▶ **Task prompt**: Replace every "innermost" in the lines below with "central" and write the lines out again with nothing else changed. Leave the pictures out.

## begin Data

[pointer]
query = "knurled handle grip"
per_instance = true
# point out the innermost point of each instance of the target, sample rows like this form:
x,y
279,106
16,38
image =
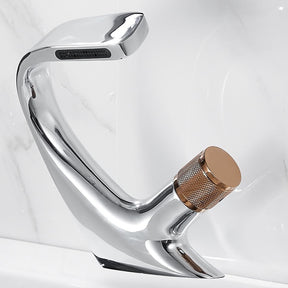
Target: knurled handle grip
x,y
207,179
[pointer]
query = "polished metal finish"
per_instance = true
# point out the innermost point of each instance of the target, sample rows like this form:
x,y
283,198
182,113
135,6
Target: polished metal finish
x,y
207,179
151,232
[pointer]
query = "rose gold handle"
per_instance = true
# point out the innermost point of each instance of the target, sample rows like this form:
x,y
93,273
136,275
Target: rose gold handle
x,y
207,179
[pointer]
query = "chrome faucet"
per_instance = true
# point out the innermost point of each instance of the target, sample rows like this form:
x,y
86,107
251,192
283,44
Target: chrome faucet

## end Data

▶ **Response for this exercise**:
[pointer]
query = "knurled handle grip"
per_instance = true
# point out the central point of each instance of the target, sample rows like this form:
x,y
279,106
16,38
image =
Target: knurled handle grip
x,y
207,179
[pointer]
query = "polished metal finish"
per_instance = true
# point out the central point of each instance of the target, sample rows like this form:
x,y
283,198
182,113
135,6
Target: polished metal finish
x,y
207,179
151,232
[pointer]
query = "rose gold handle"
per_instance = true
# point out the central point of each instance of the target, sample rows like this form:
x,y
93,273
136,275
Target: rose gold handle
x,y
207,179
[pointer]
query = "chrome faucet"
per_instance = true
# point out the central point of each instance of the target, sample rows like this form:
x,y
86,107
251,192
283,44
Target: chrome faucet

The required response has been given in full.